WHAT TO DO:
#1 From the forum thread, list every online resource that the post signed by Arnold says brings his model airliner display to life.
#2 Retype the part of the forum thread that opens with the words containing "## LadyEmeraude (Oct" and closes with "can walk indoors.".

SELECTED TEXT:
-------------------------

What I would like to do is learn to crochet. I have looked in my area for lessons but have not found any.  I know I could look at youtube but I am left handed and not gifted inspatial skills. I have not been able to get it right.  I want an actual real life person helping me get the basics.  I quit smoking over a year ago and need something to keep my hands busy and my mind focused.  I checked again this year and they don't offer a class at the senior center.  Maybe I should send in a request for this type of class.


----------



## Jace (Oct 5, 2022)

Blessed said:


> What I would like to do is learn to crochet. I have looked in my area for lessons but have not found any.  I know I could look at youtube but I am left handed and not gifted inspatial skills. I have not been able to get it right.  I want an actual real life person helping me get the basics.  I quit smoking over a year ago and need something to keep my hands busy and my mind focused.  I checked again this year and they don't offer a class at the senior center.  Maybe I should send in a request for this type of class.


@ Blessed...I learned how to knit at a local church's knitting 'bee'..they we're more than happy to teach...you might check at your area's fabric store (Jo-Anne's)
There may be someone there..and they get to sell you their Yarn.
Good Luck!


----------



## Kaila (Oct 5, 2022)

Jace said:


> @ Blessed...I learned how to knit at a local church's knitting 'bee'..they we're more than happy to teach...you might check at your area's fabric store (Jo-Anne's)
> There may be someone there..and they get to sell you their Yarn.
> Good Luck!


Definitely an excellent suggestion, to ask at anyplace in your area, that you might purchase yarn,  @Blessed


----------



## Jace (Oct 5, 2022)

O.K. @Chet..I've got a  r-e-a-l-l-y, r-e-a-l-l-y *good one for you *

That'll keep _you going *forever..  *_

You get...six standard 2x4 Lego blocks...and try to put them together..

to the...*over 102 million different ways! 

Go!*


----------



## charry (Oct 5, 2022)

Theres not enough hours in the day for me, summer or winter
so pretty busy here always


----------



## LadyEmeraude (Oct 5, 2022)

with weather getting cooler, I will do more cooking and baking and things online of course,
going to the gym where I can walk indoors.


----------



## ArnoldC (Nov 12, 2022)

For indoor activity, one of my interests lies in a modest collection of die cast model airliners.  They are not all displayed at once, only selectively one to three at a time.  The collection steers clear of wide body airliners and focuses instead on smaller local and regional airliners.  They go to all these neat little out-of-the-way single strip airfields.

_FlightWaware_, _Google Earth Pro_, _Weather Channel_, _WikipediA_ and _You Tube_ are online resources bringing the display to life.  Using them, it is possible to create or document flights worldwide.  My favorite geographic areas being British Columbia and Northern Quebec in Canada and the Caribbean Islands.

Cheers.  Arnold


----------



## Devi (Nov 12, 2022)

Since it snows here, I bought a little exercise bike from Amazon. Works great, only $219. (I don't want to pretend I use it a lot so far, but my husband does.)

-------------------------

DATASET ROWS:

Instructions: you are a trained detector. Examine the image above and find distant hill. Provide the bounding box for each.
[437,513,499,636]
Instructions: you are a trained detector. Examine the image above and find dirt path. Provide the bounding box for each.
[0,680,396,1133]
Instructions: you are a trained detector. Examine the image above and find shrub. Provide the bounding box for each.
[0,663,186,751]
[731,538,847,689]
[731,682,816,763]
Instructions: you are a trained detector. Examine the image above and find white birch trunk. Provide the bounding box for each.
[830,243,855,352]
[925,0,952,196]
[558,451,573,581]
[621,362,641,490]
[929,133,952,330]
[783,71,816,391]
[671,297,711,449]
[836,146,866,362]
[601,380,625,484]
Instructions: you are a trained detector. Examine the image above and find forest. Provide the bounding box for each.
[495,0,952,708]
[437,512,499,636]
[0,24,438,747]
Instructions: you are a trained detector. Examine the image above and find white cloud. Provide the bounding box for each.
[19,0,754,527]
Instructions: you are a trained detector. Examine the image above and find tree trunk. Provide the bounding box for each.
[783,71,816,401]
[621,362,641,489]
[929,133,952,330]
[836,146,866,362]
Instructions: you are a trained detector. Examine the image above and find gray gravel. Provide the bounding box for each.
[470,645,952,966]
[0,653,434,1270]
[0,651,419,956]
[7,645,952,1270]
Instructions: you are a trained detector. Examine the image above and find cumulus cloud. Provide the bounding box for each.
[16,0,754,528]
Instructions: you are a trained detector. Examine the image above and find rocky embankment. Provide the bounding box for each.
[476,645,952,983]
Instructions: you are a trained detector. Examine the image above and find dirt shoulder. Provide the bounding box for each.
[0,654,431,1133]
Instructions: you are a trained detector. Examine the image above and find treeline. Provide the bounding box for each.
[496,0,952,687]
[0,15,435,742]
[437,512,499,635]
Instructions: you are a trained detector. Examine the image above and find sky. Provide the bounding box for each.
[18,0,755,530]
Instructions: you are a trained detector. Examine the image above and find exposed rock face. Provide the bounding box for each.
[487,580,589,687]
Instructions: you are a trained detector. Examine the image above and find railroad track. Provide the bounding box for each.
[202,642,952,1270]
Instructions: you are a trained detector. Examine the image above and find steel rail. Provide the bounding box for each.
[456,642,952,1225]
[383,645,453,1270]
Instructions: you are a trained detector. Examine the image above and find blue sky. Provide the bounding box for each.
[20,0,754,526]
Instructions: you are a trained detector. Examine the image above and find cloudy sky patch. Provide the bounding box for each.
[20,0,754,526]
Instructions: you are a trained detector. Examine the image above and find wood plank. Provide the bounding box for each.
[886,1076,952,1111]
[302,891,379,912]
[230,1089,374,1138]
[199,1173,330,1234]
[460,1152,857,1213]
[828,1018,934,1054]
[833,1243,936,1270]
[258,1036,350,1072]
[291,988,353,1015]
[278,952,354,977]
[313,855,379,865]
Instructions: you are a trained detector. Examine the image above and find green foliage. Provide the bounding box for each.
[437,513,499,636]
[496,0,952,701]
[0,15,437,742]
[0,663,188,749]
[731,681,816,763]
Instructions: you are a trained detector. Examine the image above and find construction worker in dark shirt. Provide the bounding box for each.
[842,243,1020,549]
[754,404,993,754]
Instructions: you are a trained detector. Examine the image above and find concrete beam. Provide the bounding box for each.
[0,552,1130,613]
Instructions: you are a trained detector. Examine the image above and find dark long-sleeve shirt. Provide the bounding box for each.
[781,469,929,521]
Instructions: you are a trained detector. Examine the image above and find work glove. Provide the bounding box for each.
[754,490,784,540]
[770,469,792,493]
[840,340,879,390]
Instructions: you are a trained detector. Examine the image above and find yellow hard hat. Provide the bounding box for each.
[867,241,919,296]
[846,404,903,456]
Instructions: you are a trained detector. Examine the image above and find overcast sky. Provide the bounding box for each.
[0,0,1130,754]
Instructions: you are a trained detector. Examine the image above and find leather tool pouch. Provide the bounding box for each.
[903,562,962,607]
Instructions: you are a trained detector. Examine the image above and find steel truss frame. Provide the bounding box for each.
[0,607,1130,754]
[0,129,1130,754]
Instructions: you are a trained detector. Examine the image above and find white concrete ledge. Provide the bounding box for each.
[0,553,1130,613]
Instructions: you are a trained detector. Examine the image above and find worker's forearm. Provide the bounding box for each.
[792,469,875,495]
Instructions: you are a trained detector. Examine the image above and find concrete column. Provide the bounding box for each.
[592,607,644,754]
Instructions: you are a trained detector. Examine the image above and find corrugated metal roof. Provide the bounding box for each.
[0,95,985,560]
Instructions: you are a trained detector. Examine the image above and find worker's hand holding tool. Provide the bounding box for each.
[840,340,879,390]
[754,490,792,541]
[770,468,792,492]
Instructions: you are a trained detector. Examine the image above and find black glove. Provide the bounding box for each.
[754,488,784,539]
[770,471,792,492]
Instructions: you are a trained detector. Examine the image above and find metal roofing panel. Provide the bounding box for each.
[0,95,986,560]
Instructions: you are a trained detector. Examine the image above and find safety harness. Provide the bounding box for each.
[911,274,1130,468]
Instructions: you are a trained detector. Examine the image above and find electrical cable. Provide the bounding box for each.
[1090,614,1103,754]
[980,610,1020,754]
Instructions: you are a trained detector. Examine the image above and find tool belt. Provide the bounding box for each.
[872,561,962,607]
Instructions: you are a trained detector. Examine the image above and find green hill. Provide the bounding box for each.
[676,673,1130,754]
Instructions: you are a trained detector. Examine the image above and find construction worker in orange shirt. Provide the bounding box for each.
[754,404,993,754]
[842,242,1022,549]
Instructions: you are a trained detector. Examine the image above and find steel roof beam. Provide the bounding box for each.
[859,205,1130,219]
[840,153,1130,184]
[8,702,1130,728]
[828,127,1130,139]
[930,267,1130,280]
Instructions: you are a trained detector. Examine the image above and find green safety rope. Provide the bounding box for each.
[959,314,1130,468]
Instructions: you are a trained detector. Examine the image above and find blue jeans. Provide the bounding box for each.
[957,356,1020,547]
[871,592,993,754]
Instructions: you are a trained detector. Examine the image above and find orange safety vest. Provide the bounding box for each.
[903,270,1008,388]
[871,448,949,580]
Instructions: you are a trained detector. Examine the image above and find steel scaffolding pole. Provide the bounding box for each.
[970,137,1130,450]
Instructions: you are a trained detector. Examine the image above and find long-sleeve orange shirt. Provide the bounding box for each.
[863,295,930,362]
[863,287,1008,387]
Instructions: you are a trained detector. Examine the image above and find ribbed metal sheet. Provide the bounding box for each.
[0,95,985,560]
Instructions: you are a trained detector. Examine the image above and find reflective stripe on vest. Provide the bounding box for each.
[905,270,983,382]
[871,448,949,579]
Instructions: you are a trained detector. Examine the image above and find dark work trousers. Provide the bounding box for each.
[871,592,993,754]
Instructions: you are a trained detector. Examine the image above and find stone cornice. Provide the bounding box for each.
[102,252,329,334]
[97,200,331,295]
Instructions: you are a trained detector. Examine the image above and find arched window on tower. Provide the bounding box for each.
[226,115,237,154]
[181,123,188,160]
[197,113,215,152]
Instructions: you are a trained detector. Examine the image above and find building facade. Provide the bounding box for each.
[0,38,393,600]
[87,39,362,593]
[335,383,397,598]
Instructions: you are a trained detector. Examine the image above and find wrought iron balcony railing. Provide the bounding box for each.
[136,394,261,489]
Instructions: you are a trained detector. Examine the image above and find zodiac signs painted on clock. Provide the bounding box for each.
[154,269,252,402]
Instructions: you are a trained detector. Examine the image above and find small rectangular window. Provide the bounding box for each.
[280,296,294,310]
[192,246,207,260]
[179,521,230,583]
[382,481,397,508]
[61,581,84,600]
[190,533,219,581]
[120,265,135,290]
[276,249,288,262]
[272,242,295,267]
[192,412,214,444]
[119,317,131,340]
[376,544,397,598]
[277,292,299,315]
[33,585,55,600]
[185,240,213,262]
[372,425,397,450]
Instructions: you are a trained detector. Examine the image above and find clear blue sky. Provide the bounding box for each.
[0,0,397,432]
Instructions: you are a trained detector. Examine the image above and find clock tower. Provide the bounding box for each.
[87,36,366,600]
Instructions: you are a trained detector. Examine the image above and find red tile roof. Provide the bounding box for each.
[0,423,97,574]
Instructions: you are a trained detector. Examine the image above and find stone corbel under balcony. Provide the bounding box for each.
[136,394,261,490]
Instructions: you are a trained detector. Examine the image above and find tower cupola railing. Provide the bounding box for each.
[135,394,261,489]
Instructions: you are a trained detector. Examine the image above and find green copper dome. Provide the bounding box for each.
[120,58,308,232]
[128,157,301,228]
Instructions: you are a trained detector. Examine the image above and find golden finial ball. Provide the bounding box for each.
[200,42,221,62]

-------------------------

OUTPUTS IN ORDER:
#1 FlightWaware, Google Earth Pro, Weather Channel, WikipediA, You Tube

#2
## LadyEmeraude (Oct 5, 2022)

with weather getting cooler, I will do more cooking and baking and things online of course,
going to the gym where I can walk indoors.